# Article:
__________

Package 'ore' reference manual

Title:	An R Interface to the Onigmo Regular Expression Library
Description:	Provides an alternative to R's built-in functionality for handling regular expressions, based on the Onigmo library. Offers first-class compiled regex objects, partial matching and function-based substitutions, amongst other features.
Authors:	Jon Clayden [cre, aut] , K Kosako [aut], K Takata [aut]
Maintainer:	Jon Clayden <[email protected]>
License:	BSD_3_clause + file LICENCE
Version:	1.7.5
Built:	2025-03-12 23:16:53 UTC
Source:	https://github.com/jonclayden/ore

Expression substitution

Description

Evaluate R expressions and substitute their values into one or more strings.

Usage

es(text, round = NULL, signif = NULL, envir = parent.frame())
es(text, round = NULL, signif = NULL, envir = parent.frame())

Arguments

`text`	A vector of strings to substitute into.
`round`	`NULL` or a single integer, giving the number of decimal digits for rounding numeric expressions. This argument takes priority over `signif`.
`signif`	`NULL` or a single integer, giving the number of significant decimal digits to use for numeric expressions. The `round` argument takes priority over this one, and will be used if not `NULL`.
`envir`	The environment to evaluate expressions in.

Details

Each part of the string surrounded by "#{}" is extracted, evaluated as R code in the specified environment, and then its value is substituted back into the string. The literal string "#{}" can be obtained by escaping the hash character, viz. "\\#{}". The block may contain multiple R expressions, separated by semicolons, but may not contain additional braces. Its value will be coerced to character mode, and if the result has multiple elements then the source string will be duplicated.

Value

The final strings, with expression values substituted into them.

Examples

es("pi is #{pi}")
es("pi is \\#{pi}")
es("The square-root of pi is approximately #{sqrt(pi)}", signif=4)
es("1/(1+x) for x=3 is #{x <- 3; 1/(1+x)}")
es("pi is #{pi}")
es("pi is \\#{pi}")
es("The square-root of pi is approximately #{sqrt(pi)}", signif=4)
es("1/(1+x) for x=3 is #{x <- 3; 1/(1+x)}")

Multilingual sample text

Description

This dataset contains translations into many languages of the esoteric sentence "I can eat glass and it doesn't hurt me", UTF-8 encoded. Since this dataset uses characters from a range of scripts, it provides a useful test set for text handling and character encodings.

__________

# Data extract:

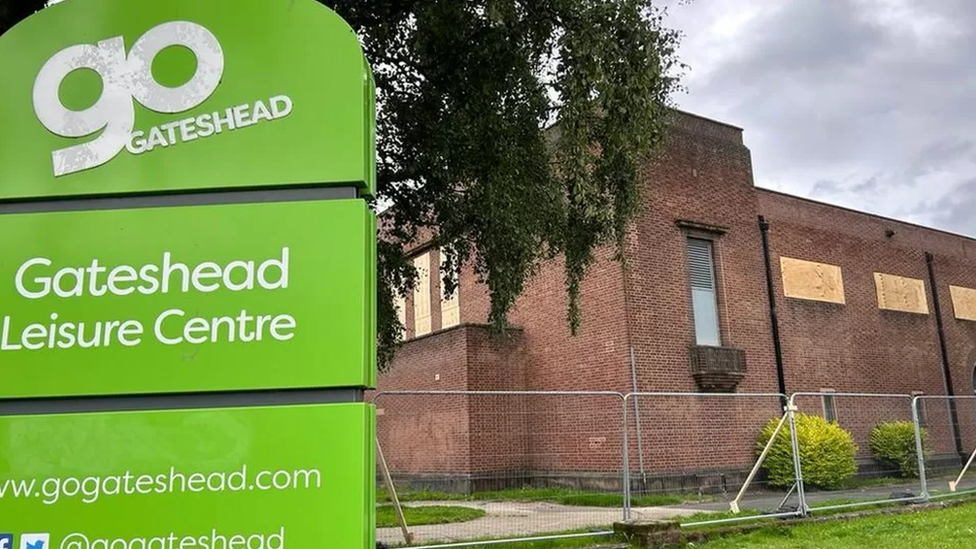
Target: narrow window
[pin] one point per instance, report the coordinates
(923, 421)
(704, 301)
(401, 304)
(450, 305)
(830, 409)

__________

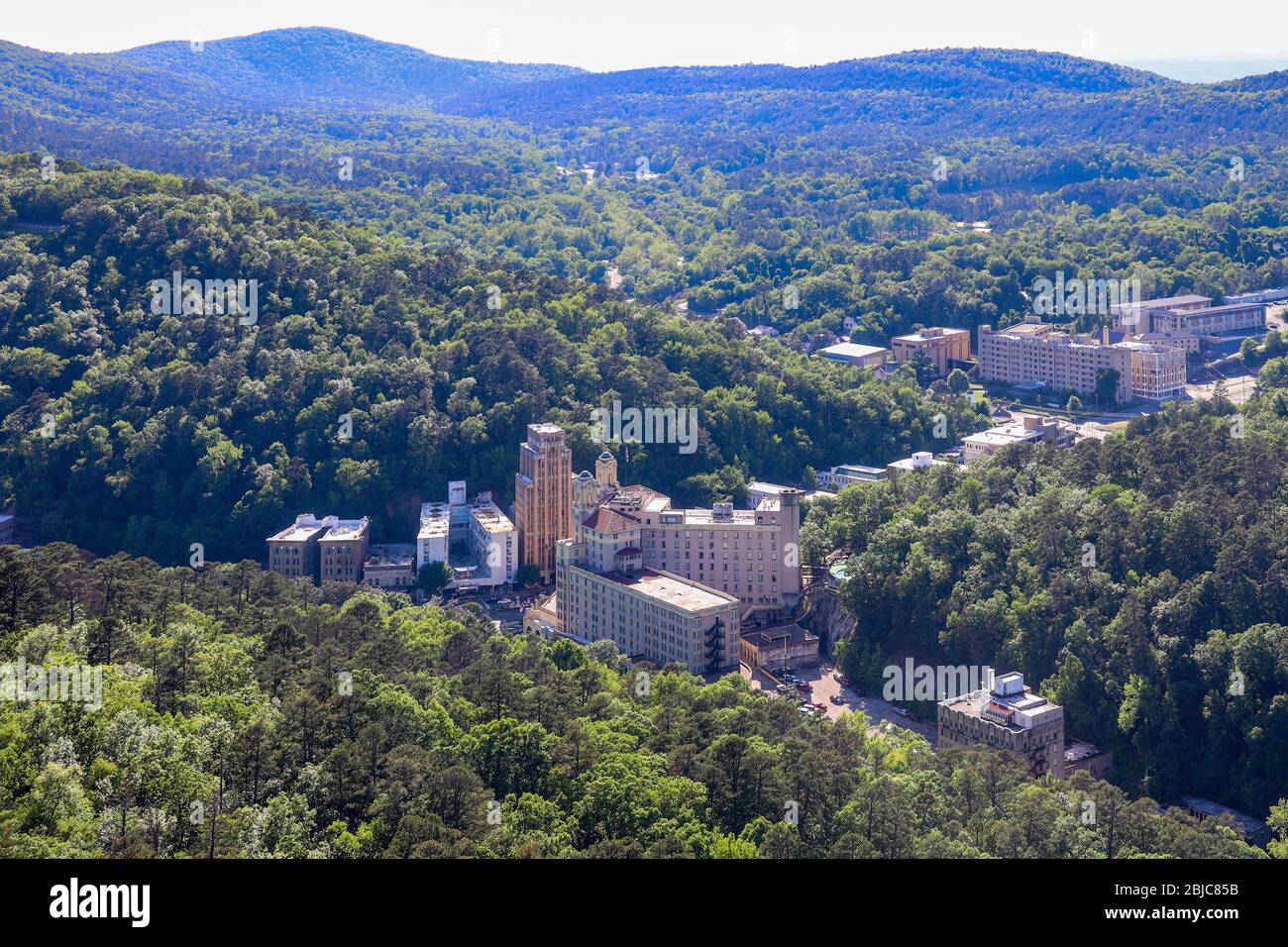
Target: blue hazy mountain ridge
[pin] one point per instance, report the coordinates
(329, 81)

__________

# Written tasks:
#1 Say whether each statement agrees with the ore package manual: (a) the round argument takes priority over signif, (b) a "#{}" block may contain additional braces, and (c) the multilingual sample text is UTF-16 encoded. Answer yes or no for each and quote the deciding words of the manual.
#2 Tally the lines of the records that contain the string "Target", and give only the number.
The manual and the records are unrelated material.

# Task-by-task results:
#1
(a) Yes: "This argument takes priority over `signif`."
(b) No: "but may not contain additional braces"
(c) No: "UTF-8 encoded"

#2 2